┌─ Passage to read

In this new production of Romeo and Juliet, presented by Hackney Empire, the eternal war between name and essence is laid bare, as tenderly as it is ferociously. This is not merely a retelling. It is a meditation on the superimposed structures we call identity; on how ego, title, and competition consume the purity of the heart until only tragedy remains.
The text remains Shakespeare’s. The music is rap, R&B, soul. But the beating soul of the play; the aching confrontation between the infinite tenderness of love and the hard, ridiculous rigidity of “name”, shines brighter than ever. What’s in a name? Juliet asks. And here, the question hangs not as poetry, but as a wound. Montague, Capulet: what are they but empty emblems of human vanity? They are not hand, nor foot. They are not love. They are names. And names, in this production, are shown for what they truly are: fragile cages that fracture the living spirit.
Under Corey Campbell’s direction, Romeo and Juliet becomes a delicate yet searing political critique. The rivalry between houses becomes a metaphor for societal domination, for the false divisions that power erects between human beings. The struggle we see is not only that of two lovers against a cruel fate – it is the struggle of the human heart against the noise of ego, against the blinding glitter of self-importance. It is a subtle, devastating reminder that the need for power, recognition, and victory has always been the great saboteur of tenderness.
And yet it is beauty that remains the unifying trend within this chaos. At the stated thesis of rivalry (family rivalry, rivalry between names) we see not a simple external opposite, but an internal response that emerges dialectically: the yearning for love. A force that does not merely oppose but exposes the inadequacy of rivalry, revealing within it a contradiction – a desire for recognition that turns destructive in the absence of mutuality. And we then reach a terrible and clarifying moment: not a synthesis in the naïve sense, but a sublation in which both rivalry and love are transformed. That moment is death – not as mere negation, but as the negative power that exposes the vanity of pride, empties the banners of houses and names, and reveals the futility of our worldly games. It is a tragic resolution in which Spirit recognises itself, painfully, through loss. A Hegelian cunning of history: the dialectic unfolding on the small, sweating stage of Verona, and on the larger, infinite stage of human experience. What is revealed is not simply the horror of the end, but the truth of the beginning: the rotten nature of the original thesis, a rivalry based on models of pettiness and inherited loss. This sublation brings to light what was always already there, hidden to the eye: the horror resulting from the accumulation of dishonour, the weight of compounding daily acts of hatred. And both families were to discover that it had all counted. Every insult, every offence, every lost hour. That they were both, unwittingly, contributors to a shared history – sharpening together the knife that would cause the fatal wound.

└─

[What to do]
(1) Repeat word for word the part of the review from "Under Corey Campbell’s" up to and including "saboteur of tenderness.".
(2) According to the review, who directed this production of Romeo and Juliet?
The review stands on its own; the entries after it are not needed.

┌─ Listed entries

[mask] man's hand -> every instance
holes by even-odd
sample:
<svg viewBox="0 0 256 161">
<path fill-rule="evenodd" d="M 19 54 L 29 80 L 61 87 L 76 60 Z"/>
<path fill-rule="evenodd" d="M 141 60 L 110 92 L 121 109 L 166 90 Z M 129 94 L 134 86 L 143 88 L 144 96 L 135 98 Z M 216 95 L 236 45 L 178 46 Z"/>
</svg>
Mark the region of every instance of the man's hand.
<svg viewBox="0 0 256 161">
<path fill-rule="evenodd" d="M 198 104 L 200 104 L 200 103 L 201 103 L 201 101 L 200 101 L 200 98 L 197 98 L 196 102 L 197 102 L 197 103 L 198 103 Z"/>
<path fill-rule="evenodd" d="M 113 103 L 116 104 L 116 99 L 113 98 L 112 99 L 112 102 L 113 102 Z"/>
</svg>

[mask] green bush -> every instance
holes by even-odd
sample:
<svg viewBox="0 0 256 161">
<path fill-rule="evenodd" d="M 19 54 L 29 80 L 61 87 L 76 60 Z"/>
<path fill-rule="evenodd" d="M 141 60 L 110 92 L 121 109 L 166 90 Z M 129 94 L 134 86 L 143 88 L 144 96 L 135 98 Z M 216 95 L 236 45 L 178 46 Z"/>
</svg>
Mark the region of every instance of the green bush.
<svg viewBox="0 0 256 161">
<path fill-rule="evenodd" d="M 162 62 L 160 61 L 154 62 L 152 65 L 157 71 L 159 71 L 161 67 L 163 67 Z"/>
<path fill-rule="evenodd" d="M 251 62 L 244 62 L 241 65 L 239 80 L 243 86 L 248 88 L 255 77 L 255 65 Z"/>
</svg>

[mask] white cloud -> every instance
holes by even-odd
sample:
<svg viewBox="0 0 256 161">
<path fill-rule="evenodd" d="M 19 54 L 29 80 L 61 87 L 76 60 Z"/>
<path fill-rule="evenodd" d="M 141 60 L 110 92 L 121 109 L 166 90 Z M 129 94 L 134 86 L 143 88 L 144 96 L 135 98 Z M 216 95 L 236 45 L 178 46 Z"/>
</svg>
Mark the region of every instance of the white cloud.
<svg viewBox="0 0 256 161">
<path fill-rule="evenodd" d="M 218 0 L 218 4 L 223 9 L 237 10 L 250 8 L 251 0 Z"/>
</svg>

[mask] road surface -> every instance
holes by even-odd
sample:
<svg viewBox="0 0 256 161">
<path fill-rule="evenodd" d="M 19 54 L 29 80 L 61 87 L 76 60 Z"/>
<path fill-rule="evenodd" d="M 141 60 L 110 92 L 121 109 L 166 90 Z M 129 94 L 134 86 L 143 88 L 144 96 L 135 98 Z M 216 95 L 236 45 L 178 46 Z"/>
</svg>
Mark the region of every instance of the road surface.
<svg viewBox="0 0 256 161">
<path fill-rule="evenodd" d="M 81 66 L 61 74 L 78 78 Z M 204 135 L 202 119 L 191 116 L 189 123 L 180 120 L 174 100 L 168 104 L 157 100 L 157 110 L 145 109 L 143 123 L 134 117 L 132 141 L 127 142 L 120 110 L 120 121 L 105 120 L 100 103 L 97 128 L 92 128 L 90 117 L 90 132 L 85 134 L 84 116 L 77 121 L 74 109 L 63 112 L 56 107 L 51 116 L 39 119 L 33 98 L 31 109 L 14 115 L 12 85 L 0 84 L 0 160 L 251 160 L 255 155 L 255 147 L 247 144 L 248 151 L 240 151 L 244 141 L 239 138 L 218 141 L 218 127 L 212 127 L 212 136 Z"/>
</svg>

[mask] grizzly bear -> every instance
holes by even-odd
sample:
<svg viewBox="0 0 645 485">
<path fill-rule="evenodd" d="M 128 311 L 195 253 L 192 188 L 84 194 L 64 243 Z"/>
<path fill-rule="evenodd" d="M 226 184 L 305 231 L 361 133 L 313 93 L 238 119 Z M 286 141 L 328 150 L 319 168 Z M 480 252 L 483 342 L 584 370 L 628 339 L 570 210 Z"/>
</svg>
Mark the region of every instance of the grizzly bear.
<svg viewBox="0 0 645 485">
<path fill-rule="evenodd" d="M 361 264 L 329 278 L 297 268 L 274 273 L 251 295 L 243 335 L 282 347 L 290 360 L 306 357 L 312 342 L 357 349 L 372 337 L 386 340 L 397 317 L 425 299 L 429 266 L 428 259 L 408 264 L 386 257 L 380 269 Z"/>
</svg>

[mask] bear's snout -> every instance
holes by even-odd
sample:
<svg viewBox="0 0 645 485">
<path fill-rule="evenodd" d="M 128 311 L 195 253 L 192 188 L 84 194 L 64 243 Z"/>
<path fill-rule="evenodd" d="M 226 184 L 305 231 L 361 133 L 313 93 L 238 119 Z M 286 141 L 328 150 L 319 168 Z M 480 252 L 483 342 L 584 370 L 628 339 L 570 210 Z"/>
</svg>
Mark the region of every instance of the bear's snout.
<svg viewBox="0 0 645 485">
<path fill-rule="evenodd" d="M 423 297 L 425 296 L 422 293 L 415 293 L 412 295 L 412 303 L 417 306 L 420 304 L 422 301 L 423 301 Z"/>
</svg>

└─

[Responses to the tasks]
(1)
Under Corey Campbell’s direction, Romeo and Juliet becomes a delicate yet searing political critique. The rivalry between houses becomes a metaphor for societal domination, for the false divisions that power erects between human beings. The struggle we see is not only that of two lovers against a cruel fate – it is the struggle of the human heart against the noise of ego, against the blinding glitter of self-importance. It is a subtle, devastating reminder that the need for power, recognition, and victory has always been the great saboteur of tenderness.

(2) Corey Campbell.